━━━ Dataset records ━━━
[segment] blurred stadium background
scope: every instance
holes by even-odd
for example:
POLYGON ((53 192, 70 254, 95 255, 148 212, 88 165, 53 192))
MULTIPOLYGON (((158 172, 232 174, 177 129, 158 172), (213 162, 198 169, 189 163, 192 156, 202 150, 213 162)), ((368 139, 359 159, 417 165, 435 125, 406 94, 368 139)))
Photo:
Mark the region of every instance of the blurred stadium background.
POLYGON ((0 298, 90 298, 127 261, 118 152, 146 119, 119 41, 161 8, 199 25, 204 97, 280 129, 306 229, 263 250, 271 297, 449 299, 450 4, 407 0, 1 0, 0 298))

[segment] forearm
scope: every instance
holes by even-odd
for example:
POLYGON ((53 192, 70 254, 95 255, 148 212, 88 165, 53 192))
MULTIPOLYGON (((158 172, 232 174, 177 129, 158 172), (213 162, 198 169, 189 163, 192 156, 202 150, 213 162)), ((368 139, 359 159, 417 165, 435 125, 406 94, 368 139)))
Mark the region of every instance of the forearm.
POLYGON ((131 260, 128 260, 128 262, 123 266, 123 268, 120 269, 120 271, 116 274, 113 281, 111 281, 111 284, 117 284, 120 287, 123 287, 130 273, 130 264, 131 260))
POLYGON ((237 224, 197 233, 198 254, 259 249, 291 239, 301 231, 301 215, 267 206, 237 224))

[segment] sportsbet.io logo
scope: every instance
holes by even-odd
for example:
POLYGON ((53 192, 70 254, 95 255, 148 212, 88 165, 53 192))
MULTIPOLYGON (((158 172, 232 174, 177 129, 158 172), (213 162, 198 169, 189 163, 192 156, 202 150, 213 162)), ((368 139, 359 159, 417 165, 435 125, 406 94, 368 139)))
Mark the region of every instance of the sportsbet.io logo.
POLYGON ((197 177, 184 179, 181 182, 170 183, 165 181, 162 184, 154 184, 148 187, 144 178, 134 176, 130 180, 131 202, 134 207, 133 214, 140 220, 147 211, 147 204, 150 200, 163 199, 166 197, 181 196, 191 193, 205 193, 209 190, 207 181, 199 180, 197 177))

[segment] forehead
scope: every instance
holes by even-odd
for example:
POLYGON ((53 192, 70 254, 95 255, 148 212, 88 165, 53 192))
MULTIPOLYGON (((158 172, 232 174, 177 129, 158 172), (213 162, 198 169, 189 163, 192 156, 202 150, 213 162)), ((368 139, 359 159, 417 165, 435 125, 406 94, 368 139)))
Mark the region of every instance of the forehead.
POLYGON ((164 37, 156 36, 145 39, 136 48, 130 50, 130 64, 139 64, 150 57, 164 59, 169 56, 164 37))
━━━
• _What to produce_
Set down exactly the lines above, from the one containing "[segment] sportsbet.io logo" to the final line of the material, with both ends kept and no other lines.

• _Response to this task_
[segment] sportsbet.io logo
scope: every instance
holes by even-odd
for example:
POLYGON ((53 192, 70 254, 95 255, 148 212, 88 165, 53 192))
MULTIPOLYGON (((158 172, 232 174, 177 129, 158 172), (213 162, 198 169, 189 163, 192 156, 202 150, 213 162)), ((368 139, 359 159, 417 165, 435 125, 406 94, 368 139)))
Mark the region of every instance of the sportsbet.io logo.
POLYGON ((197 177, 184 179, 181 182, 170 183, 165 181, 162 184, 154 184, 148 187, 144 178, 134 176, 130 180, 131 202, 134 207, 133 214, 140 220, 147 211, 147 204, 150 200, 163 199, 166 197, 181 196, 191 193, 205 193, 209 190, 207 181, 199 180, 197 177))

[segment] forehead
scope: every instance
holes by even-odd
for example:
POLYGON ((53 192, 70 254, 95 255, 148 212, 88 165, 53 192))
MULTIPOLYGON (((158 172, 232 174, 177 129, 158 172), (213 162, 198 169, 189 163, 192 156, 202 150, 213 162)), ((368 139, 359 159, 417 165, 435 125, 406 94, 368 139)))
Mark the region of every instance of the forehead.
POLYGON ((164 37, 156 36, 145 39, 136 48, 130 50, 130 64, 139 64, 150 57, 164 59, 169 56, 164 37))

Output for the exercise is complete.